Start of Given information

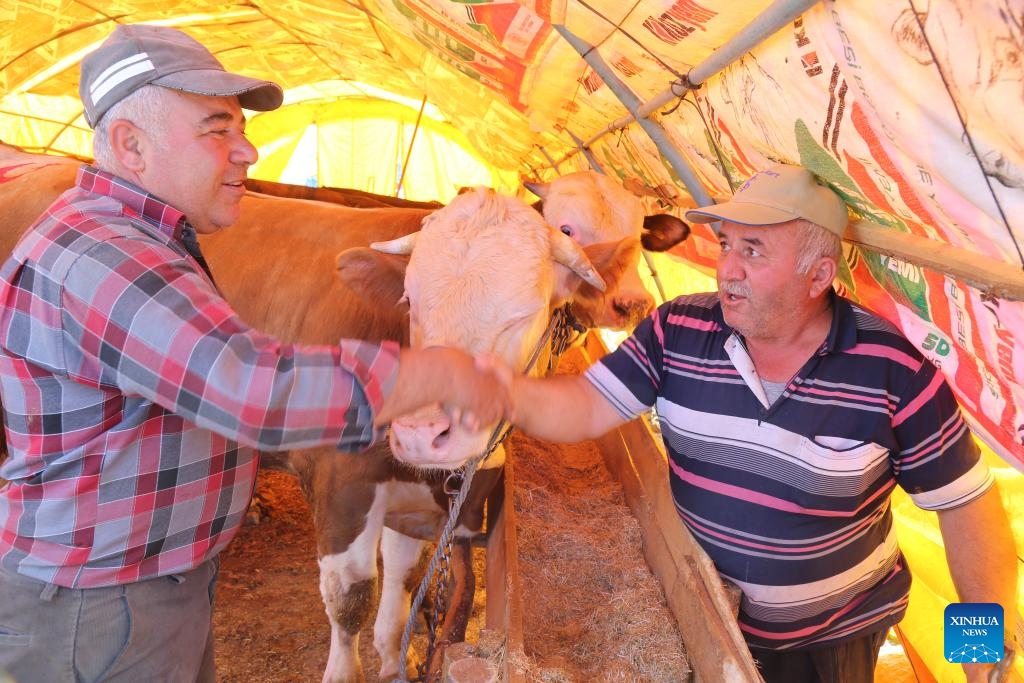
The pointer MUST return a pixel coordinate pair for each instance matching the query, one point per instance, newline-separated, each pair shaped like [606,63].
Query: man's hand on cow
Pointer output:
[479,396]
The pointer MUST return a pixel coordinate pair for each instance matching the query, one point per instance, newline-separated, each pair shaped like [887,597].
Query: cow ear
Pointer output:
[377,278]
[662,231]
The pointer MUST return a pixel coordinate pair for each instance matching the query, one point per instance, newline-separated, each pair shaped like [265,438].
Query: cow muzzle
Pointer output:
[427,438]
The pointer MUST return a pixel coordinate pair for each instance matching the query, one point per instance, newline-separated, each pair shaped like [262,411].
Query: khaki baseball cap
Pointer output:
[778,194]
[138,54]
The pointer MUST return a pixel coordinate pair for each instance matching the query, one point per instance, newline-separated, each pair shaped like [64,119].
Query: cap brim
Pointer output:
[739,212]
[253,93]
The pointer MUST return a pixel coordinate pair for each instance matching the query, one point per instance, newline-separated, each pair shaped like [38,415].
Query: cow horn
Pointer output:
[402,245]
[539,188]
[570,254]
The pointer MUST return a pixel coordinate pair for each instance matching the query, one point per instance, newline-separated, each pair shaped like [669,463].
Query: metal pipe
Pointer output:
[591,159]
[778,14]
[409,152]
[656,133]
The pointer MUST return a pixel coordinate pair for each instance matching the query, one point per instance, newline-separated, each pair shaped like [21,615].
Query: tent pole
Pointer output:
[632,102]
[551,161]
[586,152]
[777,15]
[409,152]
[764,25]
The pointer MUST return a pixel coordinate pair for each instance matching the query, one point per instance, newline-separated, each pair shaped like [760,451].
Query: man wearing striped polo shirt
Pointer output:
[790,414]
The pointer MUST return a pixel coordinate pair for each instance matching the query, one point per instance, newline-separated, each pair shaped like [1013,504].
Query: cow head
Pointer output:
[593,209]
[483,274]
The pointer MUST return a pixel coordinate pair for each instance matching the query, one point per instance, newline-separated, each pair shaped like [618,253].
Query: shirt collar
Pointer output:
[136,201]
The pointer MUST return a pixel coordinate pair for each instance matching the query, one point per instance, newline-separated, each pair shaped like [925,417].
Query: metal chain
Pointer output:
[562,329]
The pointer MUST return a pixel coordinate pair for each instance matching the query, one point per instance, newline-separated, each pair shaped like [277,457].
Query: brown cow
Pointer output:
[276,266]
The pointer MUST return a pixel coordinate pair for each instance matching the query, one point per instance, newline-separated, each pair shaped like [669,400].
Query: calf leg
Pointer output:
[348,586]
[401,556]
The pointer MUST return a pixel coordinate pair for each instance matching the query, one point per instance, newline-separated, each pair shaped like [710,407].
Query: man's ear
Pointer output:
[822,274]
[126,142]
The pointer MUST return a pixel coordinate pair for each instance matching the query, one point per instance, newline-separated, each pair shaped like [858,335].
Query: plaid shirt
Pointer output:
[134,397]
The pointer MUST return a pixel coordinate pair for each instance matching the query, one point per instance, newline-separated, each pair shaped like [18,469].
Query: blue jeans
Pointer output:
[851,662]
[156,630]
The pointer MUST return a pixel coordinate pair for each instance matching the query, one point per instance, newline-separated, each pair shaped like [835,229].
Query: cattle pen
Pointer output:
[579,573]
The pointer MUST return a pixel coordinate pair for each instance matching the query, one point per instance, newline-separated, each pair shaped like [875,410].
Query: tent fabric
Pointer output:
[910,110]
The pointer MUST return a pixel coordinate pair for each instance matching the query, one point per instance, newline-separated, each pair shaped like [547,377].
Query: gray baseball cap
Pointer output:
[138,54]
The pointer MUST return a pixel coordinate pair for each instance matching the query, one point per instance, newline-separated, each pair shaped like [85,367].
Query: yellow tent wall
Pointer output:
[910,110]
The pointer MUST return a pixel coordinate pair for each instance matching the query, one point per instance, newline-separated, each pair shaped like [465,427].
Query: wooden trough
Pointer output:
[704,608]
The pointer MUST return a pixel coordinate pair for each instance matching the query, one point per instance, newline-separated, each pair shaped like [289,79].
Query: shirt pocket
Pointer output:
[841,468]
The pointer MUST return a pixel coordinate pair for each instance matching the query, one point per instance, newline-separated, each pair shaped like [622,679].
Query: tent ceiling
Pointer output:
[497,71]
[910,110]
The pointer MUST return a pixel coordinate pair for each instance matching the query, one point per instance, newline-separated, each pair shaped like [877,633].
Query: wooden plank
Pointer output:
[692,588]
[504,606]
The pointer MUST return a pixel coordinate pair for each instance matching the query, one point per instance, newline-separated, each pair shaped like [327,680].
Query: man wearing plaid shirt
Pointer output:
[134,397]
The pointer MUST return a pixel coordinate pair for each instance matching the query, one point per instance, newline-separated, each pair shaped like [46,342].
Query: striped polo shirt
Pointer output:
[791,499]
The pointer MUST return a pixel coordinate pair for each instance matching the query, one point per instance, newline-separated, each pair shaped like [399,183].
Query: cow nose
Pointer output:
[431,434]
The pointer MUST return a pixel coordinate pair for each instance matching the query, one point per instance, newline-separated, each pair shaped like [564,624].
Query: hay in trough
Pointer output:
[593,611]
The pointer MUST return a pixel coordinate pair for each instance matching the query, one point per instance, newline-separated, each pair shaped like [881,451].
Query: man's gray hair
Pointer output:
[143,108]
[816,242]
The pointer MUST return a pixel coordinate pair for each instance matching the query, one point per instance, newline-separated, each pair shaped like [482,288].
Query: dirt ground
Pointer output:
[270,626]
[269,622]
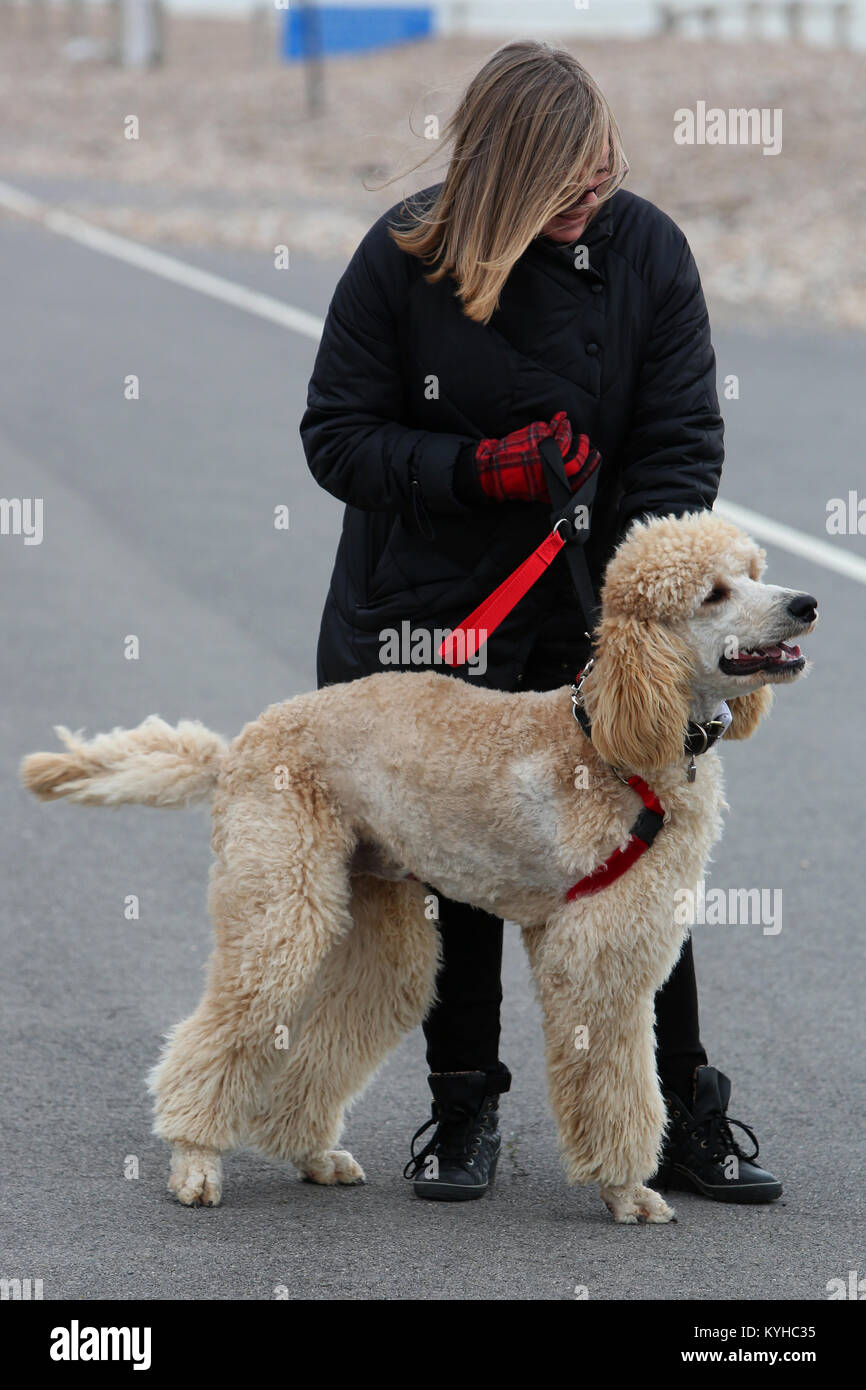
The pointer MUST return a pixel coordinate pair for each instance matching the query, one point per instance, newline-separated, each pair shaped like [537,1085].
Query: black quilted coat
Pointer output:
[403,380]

End of Given information
Start of Given information

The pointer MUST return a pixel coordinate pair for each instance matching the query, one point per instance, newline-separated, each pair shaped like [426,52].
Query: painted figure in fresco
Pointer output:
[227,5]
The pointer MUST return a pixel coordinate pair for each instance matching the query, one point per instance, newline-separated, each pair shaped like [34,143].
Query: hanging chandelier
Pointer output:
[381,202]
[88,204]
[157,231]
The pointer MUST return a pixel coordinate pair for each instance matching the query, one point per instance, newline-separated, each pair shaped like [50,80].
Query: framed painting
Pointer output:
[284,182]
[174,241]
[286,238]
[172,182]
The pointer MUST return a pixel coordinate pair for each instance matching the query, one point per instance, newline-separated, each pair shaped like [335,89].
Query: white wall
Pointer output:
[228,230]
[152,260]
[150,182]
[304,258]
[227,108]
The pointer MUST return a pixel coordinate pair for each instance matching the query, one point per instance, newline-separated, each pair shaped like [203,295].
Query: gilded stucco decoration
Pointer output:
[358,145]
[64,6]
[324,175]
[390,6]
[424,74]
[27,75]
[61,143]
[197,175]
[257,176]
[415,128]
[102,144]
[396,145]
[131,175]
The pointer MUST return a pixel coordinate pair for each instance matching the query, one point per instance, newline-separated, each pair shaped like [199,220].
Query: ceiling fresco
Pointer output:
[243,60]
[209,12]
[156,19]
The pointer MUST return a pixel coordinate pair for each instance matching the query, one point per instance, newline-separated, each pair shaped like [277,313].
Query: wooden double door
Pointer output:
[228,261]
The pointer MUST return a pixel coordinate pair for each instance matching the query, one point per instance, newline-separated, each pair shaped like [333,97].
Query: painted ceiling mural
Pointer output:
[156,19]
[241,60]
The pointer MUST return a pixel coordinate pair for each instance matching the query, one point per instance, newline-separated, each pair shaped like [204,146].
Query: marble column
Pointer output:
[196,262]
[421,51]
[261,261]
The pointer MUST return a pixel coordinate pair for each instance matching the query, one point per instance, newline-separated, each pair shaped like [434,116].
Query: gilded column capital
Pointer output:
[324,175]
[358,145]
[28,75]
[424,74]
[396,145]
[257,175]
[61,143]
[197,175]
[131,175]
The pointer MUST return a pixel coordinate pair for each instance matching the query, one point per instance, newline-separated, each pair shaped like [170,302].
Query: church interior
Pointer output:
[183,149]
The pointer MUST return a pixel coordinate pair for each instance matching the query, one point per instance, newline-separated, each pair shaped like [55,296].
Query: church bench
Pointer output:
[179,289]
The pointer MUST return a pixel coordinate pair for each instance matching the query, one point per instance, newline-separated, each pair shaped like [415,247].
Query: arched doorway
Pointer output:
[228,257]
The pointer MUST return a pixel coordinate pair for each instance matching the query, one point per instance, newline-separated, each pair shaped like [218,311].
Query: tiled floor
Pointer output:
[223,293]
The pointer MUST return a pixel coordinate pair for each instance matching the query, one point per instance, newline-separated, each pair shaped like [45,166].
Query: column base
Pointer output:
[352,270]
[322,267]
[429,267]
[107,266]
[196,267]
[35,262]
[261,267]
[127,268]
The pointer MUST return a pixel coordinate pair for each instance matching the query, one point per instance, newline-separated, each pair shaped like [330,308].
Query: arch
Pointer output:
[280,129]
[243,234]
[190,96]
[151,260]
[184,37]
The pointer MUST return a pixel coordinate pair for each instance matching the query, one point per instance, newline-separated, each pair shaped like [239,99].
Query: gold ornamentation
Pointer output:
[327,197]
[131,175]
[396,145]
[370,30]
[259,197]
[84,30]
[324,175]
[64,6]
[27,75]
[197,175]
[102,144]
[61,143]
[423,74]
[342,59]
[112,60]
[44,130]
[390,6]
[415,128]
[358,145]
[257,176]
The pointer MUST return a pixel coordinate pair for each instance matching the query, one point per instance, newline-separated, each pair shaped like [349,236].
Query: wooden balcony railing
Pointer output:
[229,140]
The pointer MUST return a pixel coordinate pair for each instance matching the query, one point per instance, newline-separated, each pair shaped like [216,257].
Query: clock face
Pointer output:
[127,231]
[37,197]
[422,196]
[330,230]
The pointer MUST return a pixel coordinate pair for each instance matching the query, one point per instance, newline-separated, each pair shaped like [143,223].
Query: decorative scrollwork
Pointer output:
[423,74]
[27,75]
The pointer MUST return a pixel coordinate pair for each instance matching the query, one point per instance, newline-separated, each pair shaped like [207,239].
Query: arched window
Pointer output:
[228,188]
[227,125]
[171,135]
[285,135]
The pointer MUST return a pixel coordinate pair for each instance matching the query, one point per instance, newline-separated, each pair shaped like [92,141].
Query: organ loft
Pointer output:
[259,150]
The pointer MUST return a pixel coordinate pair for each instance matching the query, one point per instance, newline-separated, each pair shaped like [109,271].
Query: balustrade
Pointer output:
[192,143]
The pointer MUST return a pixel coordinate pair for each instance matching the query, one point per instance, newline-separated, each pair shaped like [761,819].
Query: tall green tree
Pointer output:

End of Given information

_Stated problem:_
Show each line above that contains the string "baseball", copied in full.

_Response for this exercise:_
Query: khaki baseball cap
Query: gray baseball cap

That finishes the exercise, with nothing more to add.